Directions:
a - In the Lightyear One article, condense the paragraph beginning "The amount of energy required" into a short bulleted list that keeps its main facts.
b - According to the Lightyear One article, why does the aerodynamics team want air to move along the car's curves as smoothly as possible? Answer in one to three sentences.
c - Reproduce the passage of the Lightyear One article from "The Lightyear One can" to "(European) 230V sockets.".

Text shown:
= = = =
Lightyear One – The Solar Powered Car

Lightyear One – The Solar Powered Car 600 337 Joshua Jones

A Dutch company has debuted a solar powered electric vehicle (EV) that is capable of traveling up to 450 miles on a single charge. The Lightyear One was officially unveiled Tuesday, June 25th at an event in Katwijk, Southern Netherlands. The prototype was developed by a team hailing from Eindhoven University of Technology.

Lightyear, the company behind the car, was founded in 2016 by members of Solar Team Eindhoven. The team has won a number of solar-powered car races with what’s considered the world’s first family car powered by solar energy. The Lightyear aims to bring a road-ready solar vehicle to the consumer market.

Innovating for the Future

The Lightyear One can accommodate five adults, with about 28 cubic feet of storage space. The 16.5 square feet of solar panels -mounted on the roof and hood- provide the solar batteries with roughly 7.5 miles per hour of exposure to sun. While this may not seem too impressive, it can also be charged at regular EV stations. This includes 60 kW (fast-charging) which will charge the car up to 315 miles of range in an hour. It can also charge up to about 250 miles of range overnight with standard (European) 230V sockets.

The built in solar panels allow the car to charge while it’s stationary. Additionally, they provide a “boost” to power while in motion. During a four-hour drive, the Lightyear one is projected to collect nearly 31 miles worth of extra charge. If the drive pulls over for a pit stop or lunch, the vehicle will continue to charge! Exact range and mileage will vary depending on a number of factors including climate and driving frequency. However, the company estimates that someone driving the national average of 20,000 km (about 12.4k miles) per year “in the cloudy Netherlands” would get around 40 percent of their mileage from solar annually.

Lightyear One profile front


Facing Challenges

The amount of energy required to power a vehicle weighing upwards of one to two tons is a big challenge in developing solar vehicles. The nature and size of vehicles provide limited space for solar panels. Because of this, Lightyear has worked to optimize the car’s weight and structure, using aluminum and carbon fiber materials. They are also fine tuning aero-dynamics to reduce drag in an effort to lower energy consumption.

“Our job at the aerodynamics team is to ensure that the air will move along the curves of the car as smoothly as possible, because we stop the air from moving in swirls, into holes, or into interstices, we reduce friction between the car and the air. We want the car to cut through the air just like a raindrop – the ultimate example of an aerodynamic object.”
– Annemiek Koers, Aerodynamics Engineer at Lightyear.

The development of Lightyear One has been no secret. At the official unveiling on the 25th, the company announced that anyone can now reserve one of their cars for a fee of €119,000 ($135,000) – though the full price is actually €150,000 ($170,000). 100 units have already been reserved despite the 2021 release date. The company says that the cost reflects the novelty of the technology. They hope that future iterations will help bring the price tag down.
= = = =
Provided data:
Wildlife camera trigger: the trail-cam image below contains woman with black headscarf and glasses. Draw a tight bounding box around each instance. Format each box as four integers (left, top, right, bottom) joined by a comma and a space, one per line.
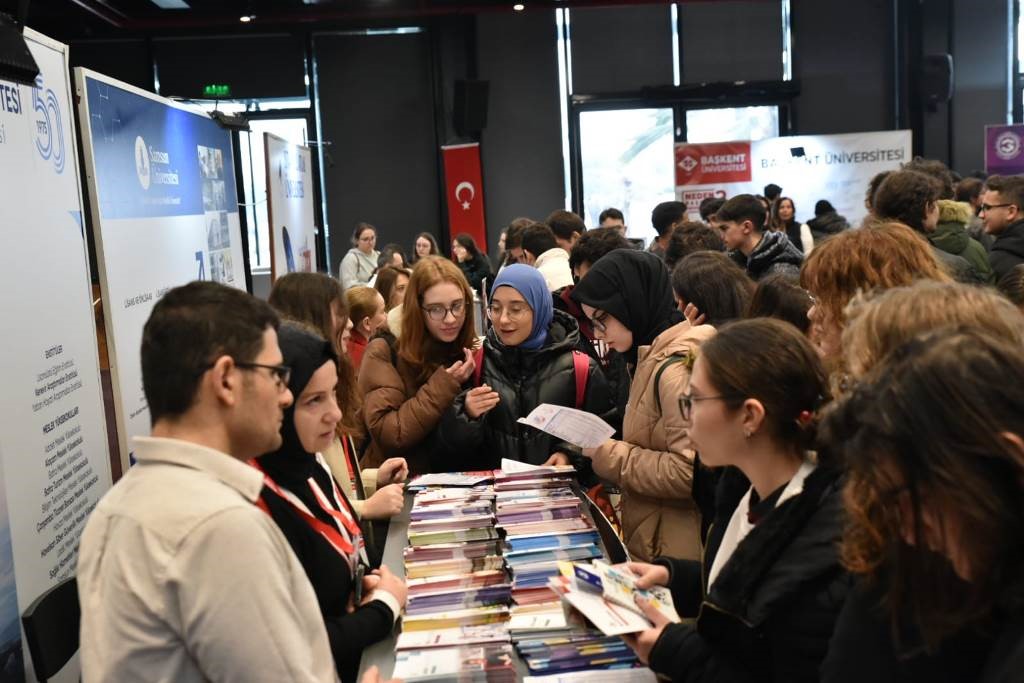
253, 323, 406, 683
571, 249, 715, 562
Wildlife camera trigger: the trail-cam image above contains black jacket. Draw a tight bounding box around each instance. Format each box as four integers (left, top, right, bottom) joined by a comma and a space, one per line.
746, 230, 804, 280
258, 466, 394, 683
650, 467, 850, 683
978, 614, 1024, 683
807, 216, 850, 244
436, 310, 611, 471
459, 254, 494, 296
551, 286, 632, 438
988, 220, 1024, 282
821, 582, 995, 683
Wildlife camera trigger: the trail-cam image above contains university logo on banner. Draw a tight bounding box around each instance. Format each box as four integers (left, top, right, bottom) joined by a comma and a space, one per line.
441, 142, 487, 252
676, 140, 751, 186
985, 124, 1024, 175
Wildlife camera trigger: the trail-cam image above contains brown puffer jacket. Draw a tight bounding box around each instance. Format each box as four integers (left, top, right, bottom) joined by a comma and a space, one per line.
593, 323, 715, 562
359, 339, 462, 474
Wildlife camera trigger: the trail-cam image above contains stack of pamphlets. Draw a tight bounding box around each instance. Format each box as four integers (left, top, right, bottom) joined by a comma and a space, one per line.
550, 560, 680, 636
393, 461, 647, 683
394, 643, 516, 683
495, 461, 636, 674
= = = =
Task solutions:
a -
- Powering a vehicle that weighs upwards of one to two tons takes a great deal of energy, which is a big challenge for solar vehicles.
- The nature and size of vehicles leave limited space for solar panels.
- To address this, Lightyear has optimized the car's weight and structure with aluminum and carbon fiber.
- The company is also fine-tuning the aerodynamics to reduce drag and lower energy consumption.

b - Smooth airflow keeps the air from moving in swirls, into holes, or into interstices. This reduces friction between the car and the air, so the car can cut through the air like a raindrop.

c -
The Lightyear One can accommodate five adults, with about 28 cubic feet of storage space. The 16.5 square feet of solar panels -mounted on the roof and hood- provide the solar batteries with roughly 7.5 miles per hour of exposure to sun. While this may not seem too impressive, it can also be charged at regular EV stations. This includes 60 kW (fast-charging) which will charge the car up to 315 miles of range in an hour. It can also charge up to about 250 miles of range overnight with standard (European) 230V sockets.